▸ WORK TASK 1:
Answer these questions from the text on fluoride in drinking water:
(a) At what fluoride level did the NTP report find a possible statistical association with cognitive harm?
(b) Which drink does Lanphear describe as a hyper accumulator of fluoride?
(c) What does the CDC recommend for children under 8 in communities where fluoride occurs naturally above 2 ppm?
▸ WORK TASK 2: Please carry on the text on fluoride in drinking water, starting after its final sentence.

▸ DOCUMENT EXTRACT:
Segment Open

Communications between federal health officials and others show that the report the NTP was set to issue last May found that at typical fluoridated water levels in drinking water in the U.S., the effects on brain development are unclear. But it found a possible statistical association with cognitive harm and fluoridated water exposure at approximately 1.5 ppm and above, records show.
That level is not low enough to be safe because of fluoride in other foods and drinks consumed daily, said population health scientist Bruce Lanphear, an expert witness for the plaintiffs. This includes certain teas, coffee, canned shellfish, as well as oatmeal, raisins and potatoes. “Even if there’s no effects at the optimally fluoridated levels, people are going to be exposed to other sources of fluoride like black tea,” explained Lanphear. “For pregnant women or avid drinkers of black tea, they’re going to get more fluoride because it’s a hyper accumulator of fluoride.”
The CDC provides guidelines for fluoride intake in small children and babies in the womb, including a recommendation for youngsters under 8 years old living in communities where fluoride occurs naturally at levels above 2 ppm to be given alternative drinking water.

Segment Closed

▸ MATERIAL SUPPLIED:
Segment Open

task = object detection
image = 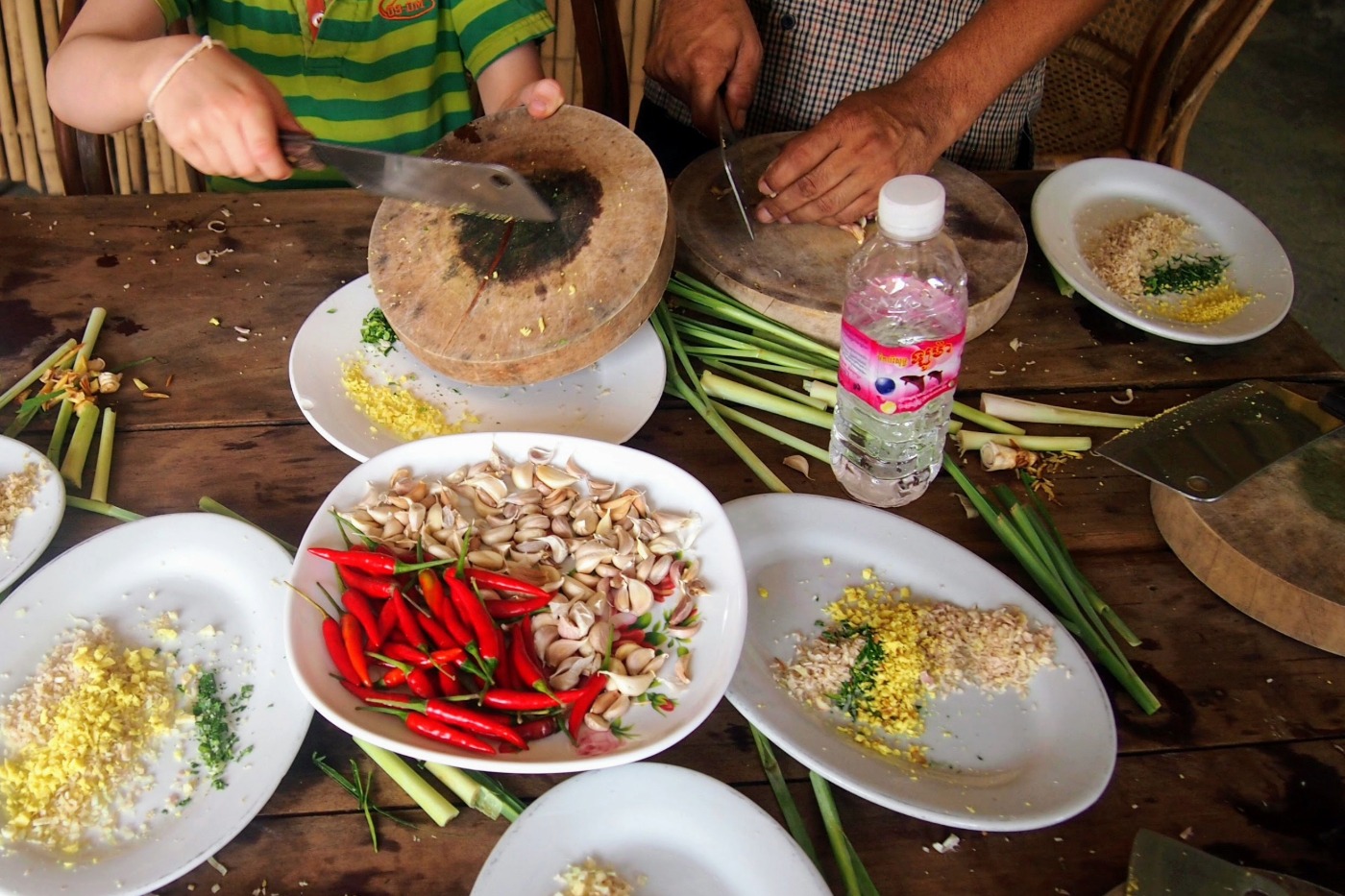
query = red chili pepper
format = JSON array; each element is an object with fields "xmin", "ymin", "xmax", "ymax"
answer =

Segment Closed

▸ TASK OUTPUT 1:
(a) Approximately 1.5 ppm and above.
(b) Black tea.
(c) That they be given alternative drinking water.

▸ TASK OUTPUT 2:
The CDC recommends breastfeeding infants, as breastmilk contains significantly less fluoride than fluoridated drinking water. If breastfeeding is not possible, the CDC also endorses using fluoridated water in infant formula, though it suggests mixing the formula with low-fluoride bottled water to lessen the risk of dental fluorosis.
Infants who are fed formula made with fluoridated tap water can have three to four times higher fluoride exposure than adults, warned Lanphear. He added that before an infant’s teeth erupt, there’s no benefit to fluoride exposure. “There are vulnerable groups we have to be worried about,” he said, “and that’s not being brought out adequately by these agencies.”